+++ 引用原文 +++

本节将以 CIFAR-10 数据集的评测为例，分别介绍如何使用 MMEval 结合 torch.distributed 和 MPI4Py 进行分布式评测，相关代码可以在 [mmeval/examples/cifar10_dist_eval](https://github.com/open-mmlab/mmeval/tree/main/examples/cifar10_dist_eval) 中找到。

In [1]:
!pip install torch torchvision tqdm

Looking in indexes: https://pypi.tuna.tsinghua.edu.cn/simple


In [2]:
import torch
import torchvision as tv
import tqdm
from torch.utils.data import DataLoader

from mmeval import Accuracy

2022-11-16 22:05:56.763074: I tensorflow/stream_executor/platform/default/dso_loader.cc:49] Successfully opened dynamic library libcudart.so.11.0


## 1. 单进程评测

首先我们需要加载 CIFAR-10 测试数据，我们可以使用 TorchVison 提供的数据集类。

In [3]:
def get_eval_dataloader():
    dataset = tv.datasets.CIFAR10(
        root='./',
        train=False,
        download=True,
        transform=tv.transforms.ToTensor())

+++ 所给数据行 +++

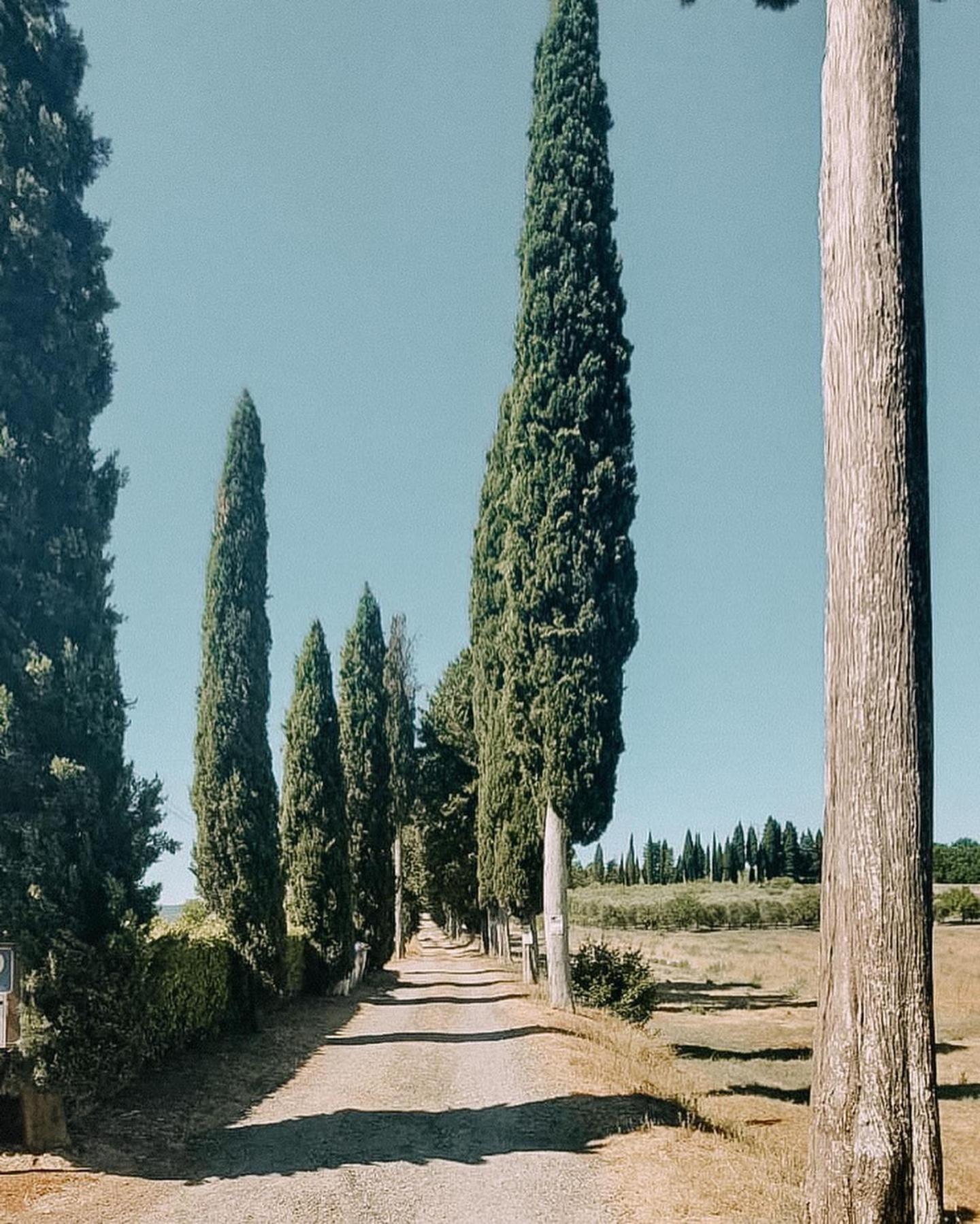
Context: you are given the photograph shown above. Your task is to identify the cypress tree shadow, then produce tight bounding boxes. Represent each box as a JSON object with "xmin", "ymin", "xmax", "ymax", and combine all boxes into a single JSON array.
[
  {"xmin": 708, "ymin": 1083, "xmax": 810, "ymax": 1105},
  {"xmin": 169, "ymin": 1093, "xmax": 691, "ymax": 1182},
  {"xmin": 657, "ymin": 980, "xmax": 817, "ymax": 1012},
  {"xmin": 674, "ymin": 1045, "xmax": 813, "ymax": 1063},
  {"xmin": 323, "ymin": 1025, "xmax": 565, "ymax": 1049},
  {"xmin": 370, "ymin": 982, "xmax": 527, "ymax": 1008},
  {"xmin": 937, "ymin": 1083, "xmax": 980, "ymax": 1100}
]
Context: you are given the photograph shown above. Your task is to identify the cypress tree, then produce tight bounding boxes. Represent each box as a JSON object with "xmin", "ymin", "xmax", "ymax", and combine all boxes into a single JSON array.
[
  {"xmin": 658, "ymin": 841, "xmax": 674, "ymax": 884},
  {"xmin": 385, "ymin": 613, "xmax": 415, "ymax": 959},
  {"xmin": 279, "ymin": 621, "xmax": 354, "ymax": 984},
  {"xmin": 783, "ymin": 820, "xmax": 801, "ymax": 880},
  {"xmin": 0, "ymin": 0, "xmax": 173, "ymax": 1111},
  {"xmin": 679, "ymin": 829, "xmax": 695, "ymax": 882},
  {"xmin": 340, "ymin": 584, "xmax": 395, "ymax": 968},
  {"xmin": 643, "ymin": 833, "xmax": 657, "ymax": 884},
  {"xmin": 745, "ymin": 825, "xmax": 758, "ymax": 882},
  {"xmin": 418, "ymin": 650, "xmax": 479, "ymax": 936},
  {"xmin": 730, "ymin": 820, "xmax": 745, "ymax": 884},
  {"xmin": 626, "ymin": 833, "xmax": 640, "ymax": 884},
  {"xmin": 191, "ymin": 392, "xmax": 285, "ymax": 989},
  {"xmin": 469, "ymin": 392, "xmax": 542, "ymax": 957},
  {"xmin": 760, "ymin": 816, "xmax": 787, "ymax": 880},
  {"xmin": 502, "ymin": 0, "xmax": 637, "ymax": 1006}
]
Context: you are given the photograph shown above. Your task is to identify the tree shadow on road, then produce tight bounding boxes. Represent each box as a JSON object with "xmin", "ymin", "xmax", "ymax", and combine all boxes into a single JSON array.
[
  {"xmin": 371, "ymin": 982, "xmax": 527, "ymax": 1008},
  {"xmin": 323, "ymin": 1023, "xmax": 565, "ymax": 1048},
  {"xmin": 86, "ymin": 1093, "xmax": 696, "ymax": 1184},
  {"xmin": 72, "ymin": 973, "xmax": 380, "ymax": 1175}
]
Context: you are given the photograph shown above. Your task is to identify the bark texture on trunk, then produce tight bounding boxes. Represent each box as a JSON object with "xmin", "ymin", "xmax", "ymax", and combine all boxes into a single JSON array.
[
  {"xmin": 806, "ymin": 0, "xmax": 942, "ymax": 1224},
  {"xmin": 544, "ymin": 799, "xmax": 573, "ymax": 1011},
  {"xmin": 395, "ymin": 829, "xmax": 406, "ymax": 961}
]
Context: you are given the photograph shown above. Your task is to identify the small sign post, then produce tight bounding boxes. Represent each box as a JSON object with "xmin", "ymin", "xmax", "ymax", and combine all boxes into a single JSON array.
[{"xmin": 0, "ymin": 944, "xmax": 15, "ymax": 1046}]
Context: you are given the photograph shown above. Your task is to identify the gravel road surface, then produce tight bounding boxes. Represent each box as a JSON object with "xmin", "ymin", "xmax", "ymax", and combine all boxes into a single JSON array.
[{"xmin": 21, "ymin": 923, "xmax": 643, "ymax": 1224}]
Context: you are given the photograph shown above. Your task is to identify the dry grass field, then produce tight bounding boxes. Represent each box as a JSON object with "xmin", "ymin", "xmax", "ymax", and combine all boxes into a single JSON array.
[{"xmin": 573, "ymin": 925, "xmax": 980, "ymax": 1221}]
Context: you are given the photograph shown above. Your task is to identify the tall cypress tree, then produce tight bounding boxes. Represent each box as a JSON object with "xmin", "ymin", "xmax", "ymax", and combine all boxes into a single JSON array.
[
  {"xmin": 279, "ymin": 621, "xmax": 354, "ymax": 984},
  {"xmin": 501, "ymin": 0, "xmax": 637, "ymax": 1005},
  {"xmin": 758, "ymin": 816, "xmax": 785, "ymax": 880},
  {"xmin": 0, "ymin": 0, "xmax": 173, "ymax": 1106},
  {"xmin": 745, "ymin": 825, "xmax": 758, "ymax": 882},
  {"xmin": 469, "ymin": 391, "xmax": 542, "ymax": 956},
  {"xmin": 340, "ymin": 584, "xmax": 395, "ymax": 968},
  {"xmin": 783, "ymin": 820, "xmax": 802, "ymax": 880},
  {"xmin": 191, "ymin": 392, "xmax": 285, "ymax": 989},
  {"xmin": 385, "ymin": 613, "xmax": 415, "ymax": 959},
  {"xmin": 643, "ymin": 832, "xmax": 657, "ymax": 884},
  {"xmin": 418, "ymin": 650, "xmax": 479, "ymax": 935},
  {"xmin": 730, "ymin": 820, "xmax": 746, "ymax": 884}
]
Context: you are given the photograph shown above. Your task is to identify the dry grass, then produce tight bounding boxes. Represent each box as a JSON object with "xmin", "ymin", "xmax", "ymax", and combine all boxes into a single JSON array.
[{"xmin": 573, "ymin": 925, "xmax": 980, "ymax": 1221}]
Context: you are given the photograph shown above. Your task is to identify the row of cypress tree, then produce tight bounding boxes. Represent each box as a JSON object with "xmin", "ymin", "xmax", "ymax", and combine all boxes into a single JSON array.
[
  {"xmin": 191, "ymin": 392, "xmax": 415, "ymax": 993},
  {"xmin": 470, "ymin": 0, "xmax": 637, "ymax": 1006},
  {"xmin": 587, "ymin": 816, "xmax": 823, "ymax": 884},
  {"xmin": 0, "ymin": 0, "xmax": 172, "ymax": 1111}
]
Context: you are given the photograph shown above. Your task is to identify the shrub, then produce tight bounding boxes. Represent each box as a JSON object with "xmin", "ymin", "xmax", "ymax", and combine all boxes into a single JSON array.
[
  {"xmin": 572, "ymin": 940, "xmax": 657, "ymax": 1025},
  {"xmin": 141, "ymin": 921, "xmax": 245, "ymax": 1061},
  {"xmin": 285, "ymin": 930, "xmax": 306, "ymax": 997},
  {"xmin": 934, "ymin": 886, "xmax": 980, "ymax": 922}
]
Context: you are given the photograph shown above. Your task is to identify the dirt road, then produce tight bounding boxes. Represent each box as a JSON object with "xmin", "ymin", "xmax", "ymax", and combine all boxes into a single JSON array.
[{"xmin": 7, "ymin": 924, "xmax": 649, "ymax": 1224}]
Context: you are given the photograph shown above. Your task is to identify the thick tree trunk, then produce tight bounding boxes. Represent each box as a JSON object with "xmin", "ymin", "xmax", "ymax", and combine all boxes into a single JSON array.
[
  {"xmin": 395, "ymin": 829, "xmax": 406, "ymax": 961},
  {"xmin": 806, "ymin": 0, "xmax": 942, "ymax": 1224},
  {"xmin": 544, "ymin": 799, "xmax": 573, "ymax": 1011}
]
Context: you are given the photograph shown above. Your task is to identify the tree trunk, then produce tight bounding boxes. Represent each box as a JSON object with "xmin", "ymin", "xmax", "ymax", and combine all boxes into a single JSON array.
[
  {"xmin": 544, "ymin": 799, "xmax": 574, "ymax": 1011},
  {"xmin": 806, "ymin": 0, "xmax": 942, "ymax": 1224},
  {"xmin": 395, "ymin": 829, "xmax": 406, "ymax": 961}
]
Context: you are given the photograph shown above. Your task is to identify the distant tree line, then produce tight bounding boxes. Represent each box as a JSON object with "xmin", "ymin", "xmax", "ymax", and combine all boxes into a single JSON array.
[
  {"xmin": 932, "ymin": 838, "xmax": 980, "ymax": 884},
  {"xmin": 585, "ymin": 816, "xmax": 823, "ymax": 885}
]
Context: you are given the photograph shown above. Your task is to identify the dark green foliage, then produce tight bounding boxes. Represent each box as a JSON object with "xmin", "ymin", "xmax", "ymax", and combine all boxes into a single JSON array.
[
  {"xmin": 643, "ymin": 833, "xmax": 657, "ymax": 884},
  {"xmin": 745, "ymin": 825, "xmax": 758, "ymax": 882},
  {"xmin": 729, "ymin": 820, "xmax": 745, "ymax": 884},
  {"xmin": 385, "ymin": 613, "xmax": 415, "ymax": 827},
  {"xmin": 418, "ymin": 650, "xmax": 479, "ymax": 930},
  {"xmin": 191, "ymin": 392, "xmax": 285, "ymax": 990},
  {"xmin": 497, "ymin": 0, "xmax": 637, "ymax": 844},
  {"xmin": 572, "ymin": 940, "xmax": 657, "ymax": 1025},
  {"xmin": 0, "ymin": 0, "xmax": 173, "ymax": 1088},
  {"xmin": 783, "ymin": 820, "xmax": 801, "ymax": 880},
  {"xmin": 279, "ymin": 621, "xmax": 354, "ymax": 985},
  {"xmin": 626, "ymin": 833, "xmax": 640, "ymax": 884},
  {"xmin": 571, "ymin": 886, "xmax": 819, "ymax": 930},
  {"xmin": 934, "ymin": 885, "xmax": 980, "ymax": 922},
  {"xmin": 932, "ymin": 838, "xmax": 980, "ymax": 884},
  {"xmin": 340, "ymin": 585, "xmax": 395, "ymax": 968}
]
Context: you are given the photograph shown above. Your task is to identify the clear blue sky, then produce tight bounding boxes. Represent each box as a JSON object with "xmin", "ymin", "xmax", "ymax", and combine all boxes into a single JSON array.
[{"xmin": 69, "ymin": 0, "xmax": 980, "ymax": 902}]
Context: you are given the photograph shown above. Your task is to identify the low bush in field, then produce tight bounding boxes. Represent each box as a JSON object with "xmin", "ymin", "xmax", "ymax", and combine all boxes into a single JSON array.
[
  {"xmin": 568, "ymin": 880, "xmax": 819, "ymax": 930},
  {"xmin": 572, "ymin": 940, "xmax": 657, "ymax": 1025}
]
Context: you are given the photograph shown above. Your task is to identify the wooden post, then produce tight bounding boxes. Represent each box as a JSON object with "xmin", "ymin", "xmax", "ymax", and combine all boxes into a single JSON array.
[{"xmin": 544, "ymin": 801, "xmax": 574, "ymax": 1011}]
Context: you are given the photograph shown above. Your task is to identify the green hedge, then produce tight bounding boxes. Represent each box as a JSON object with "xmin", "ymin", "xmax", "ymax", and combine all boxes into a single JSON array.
[{"xmin": 0, "ymin": 902, "xmax": 328, "ymax": 1112}]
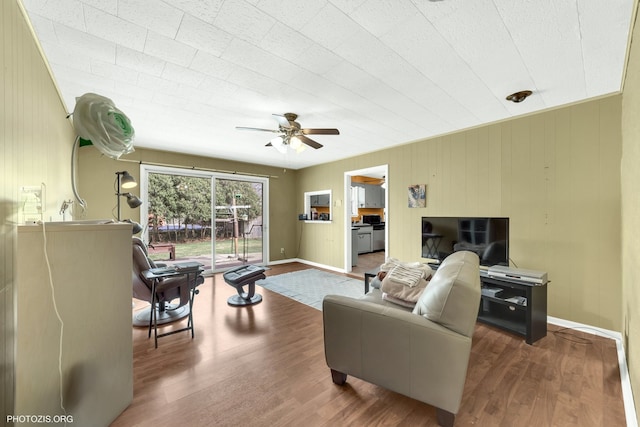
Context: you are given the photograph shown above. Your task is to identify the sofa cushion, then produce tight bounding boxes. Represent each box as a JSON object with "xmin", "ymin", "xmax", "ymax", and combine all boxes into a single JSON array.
[{"xmin": 413, "ymin": 251, "xmax": 480, "ymax": 337}]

+++

练习
**A.** 请从数据行中含有“identify the sofa”的那一行起，一直到数据行结束，逐字引用这些行。
**B.** 请接着 MMEval 分布式评测原文最后显示的内容继续往下写。
这些数据行与 MMEval 分布式评测原文没有关系。

参考答案
**A.**
Context: you are given the photograph shown above. Your task is to identify the sofa cushion, then produce tight bounding boxes. Represent each box as a JSON object with "xmin", "ymin", "xmax", "ymax", and combine all boxes into a single JSON array.
[{"xmin": 413, "ymin": 251, "xmax": 480, "ymax": 337}]

**B.**
    return DataLoader(dataset, batch_size=1)

其次，我们需要准备待评测的模型，这里我们使用 TorchVision 中的 resnet18。

In [4]:
def get_model(pretrained_model_fpath=None):
    model = tv.models.resnet18(num_classes=10)
    if pretrained_model_fpath is not None:
        model.load_state_dict(torch.load(pretrained_model_fpath))
    return model.eval()

有了待评测的数据集与模型，就可以使用 mmeval.Accuracy 指标对模型预测结果进行评测。

In [5]:
eval_dataloader = get_eval_dataloader()
model = get_model('./cifar10_resnet18.pth').cuda()
# 实例化 `Accuracy`，计算 top1 与 top3 准确率
accuracy = Accuracy(topk=(1, 3))

with torch.no_grad():
    for images, labels in tqdm.tqdm(eval_dataloader):
        predicted_score = model(images.cuda()).cpu()
        # 累计批次数据，中间结果将保存在 `accuracy._results` 中
        accuracy.add(predictions=predicted_score, labels=labels)

# 调用 `accuracy.compute` 进行指标计算
print(accuracy.compute())
# 调用 `accuracy.reset` 清除保存在 `accuracy._results` 中的中间结果
accuracy.reset()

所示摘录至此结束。